• [RECORDS]:

□ □ □ □

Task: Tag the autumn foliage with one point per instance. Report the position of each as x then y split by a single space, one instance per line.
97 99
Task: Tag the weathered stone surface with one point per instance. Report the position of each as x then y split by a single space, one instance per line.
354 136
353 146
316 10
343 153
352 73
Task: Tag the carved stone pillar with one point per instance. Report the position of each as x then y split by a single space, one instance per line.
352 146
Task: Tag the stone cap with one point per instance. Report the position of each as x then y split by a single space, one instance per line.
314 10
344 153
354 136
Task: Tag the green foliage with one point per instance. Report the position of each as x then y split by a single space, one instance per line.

□ □ □ □

• [TASK OBJECTIVE]:
Repeat every line of the records above word for word, in the same order.

• [RESPONSE TO THE TASK]:
Task: Tag the autumn foliage with one point per instance. Report the position of each as x then y split by a single space, one instance per line.
97 99
Task: Tag the weathered stone surface with one point per instance. Report the position of each as x then y split by a single space, one instance per line.
354 136
353 146
316 10
343 153
352 73
Task: Tag the carved stone pillar with one point per instance. Report the position of each as x then y split by a single space, one instance per line.
352 146
Task: Tag the stone cap with one point per instance. Report the position of each as x then y split by a single space, one instance per line.
314 10
344 153
354 136
Task: Tag the green foliage with one point per instance. Report the position of each as x then y split by a single space, one instance per line.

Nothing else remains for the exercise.